::: The data

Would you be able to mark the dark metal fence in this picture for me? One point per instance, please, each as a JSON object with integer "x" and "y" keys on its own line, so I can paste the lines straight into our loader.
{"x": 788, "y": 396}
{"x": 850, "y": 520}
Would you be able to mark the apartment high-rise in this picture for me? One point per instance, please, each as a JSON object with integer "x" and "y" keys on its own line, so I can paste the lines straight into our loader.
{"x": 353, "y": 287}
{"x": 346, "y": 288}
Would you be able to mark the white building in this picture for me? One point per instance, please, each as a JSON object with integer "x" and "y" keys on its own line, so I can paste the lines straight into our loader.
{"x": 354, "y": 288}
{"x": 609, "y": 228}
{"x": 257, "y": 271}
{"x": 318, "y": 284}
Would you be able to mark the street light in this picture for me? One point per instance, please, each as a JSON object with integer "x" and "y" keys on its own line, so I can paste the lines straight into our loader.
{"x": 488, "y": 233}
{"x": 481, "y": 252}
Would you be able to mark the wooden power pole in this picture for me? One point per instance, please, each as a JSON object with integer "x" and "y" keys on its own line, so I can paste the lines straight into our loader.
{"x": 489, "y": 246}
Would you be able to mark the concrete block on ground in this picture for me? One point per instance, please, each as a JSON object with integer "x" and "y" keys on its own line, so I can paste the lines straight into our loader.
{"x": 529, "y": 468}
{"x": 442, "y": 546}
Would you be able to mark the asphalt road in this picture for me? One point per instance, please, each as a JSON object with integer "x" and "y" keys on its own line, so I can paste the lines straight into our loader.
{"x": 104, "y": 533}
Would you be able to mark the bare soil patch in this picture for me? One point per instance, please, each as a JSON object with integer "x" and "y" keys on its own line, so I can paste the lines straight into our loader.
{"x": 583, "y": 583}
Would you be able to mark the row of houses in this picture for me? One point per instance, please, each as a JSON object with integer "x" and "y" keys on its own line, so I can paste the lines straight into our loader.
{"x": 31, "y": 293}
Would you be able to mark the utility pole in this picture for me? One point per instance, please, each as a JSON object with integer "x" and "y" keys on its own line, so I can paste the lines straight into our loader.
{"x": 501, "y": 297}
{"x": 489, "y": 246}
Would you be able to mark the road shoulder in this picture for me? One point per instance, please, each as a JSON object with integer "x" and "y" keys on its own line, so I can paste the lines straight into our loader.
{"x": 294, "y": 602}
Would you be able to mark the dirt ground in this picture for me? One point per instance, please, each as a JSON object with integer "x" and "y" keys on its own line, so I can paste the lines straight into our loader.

::::::

* **What the task asks**: Begin at the line that contains "Would you be able to mark the row" and continue to the end of the data, writing those lines out again with "utility pole" swapped for "telephone pole" and everything else unchanged.

* **The result**:
Would you be able to mark the row of houses in this picture for me? One point per instance, please, each as a JSON object with integer "x" and "y" keys on its own line, so I can paste the lines straight into our loader.
{"x": 31, "y": 293}
Would you be able to mark the telephone pole in this picture for me? One point per instance, please, each as a JSON object with integer "x" and "y" keys on its own line, so I can paste the lines straight into our loader.
{"x": 501, "y": 297}
{"x": 489, "y": 246}
Would you be able to mark the road shoulder in this picture for me? One point per instance, please, each as a JSON object with integer "x" and "y" keys on its own line, so I can paste the lines straight into our loader.
{"x": 294, "y": 602}
Would you be able to mark the dirt ground in this picture for me? One point per instance, please, each as a JSON object with integer "x" and "y" keys on its own line, so I can paste the lines straight into our loader.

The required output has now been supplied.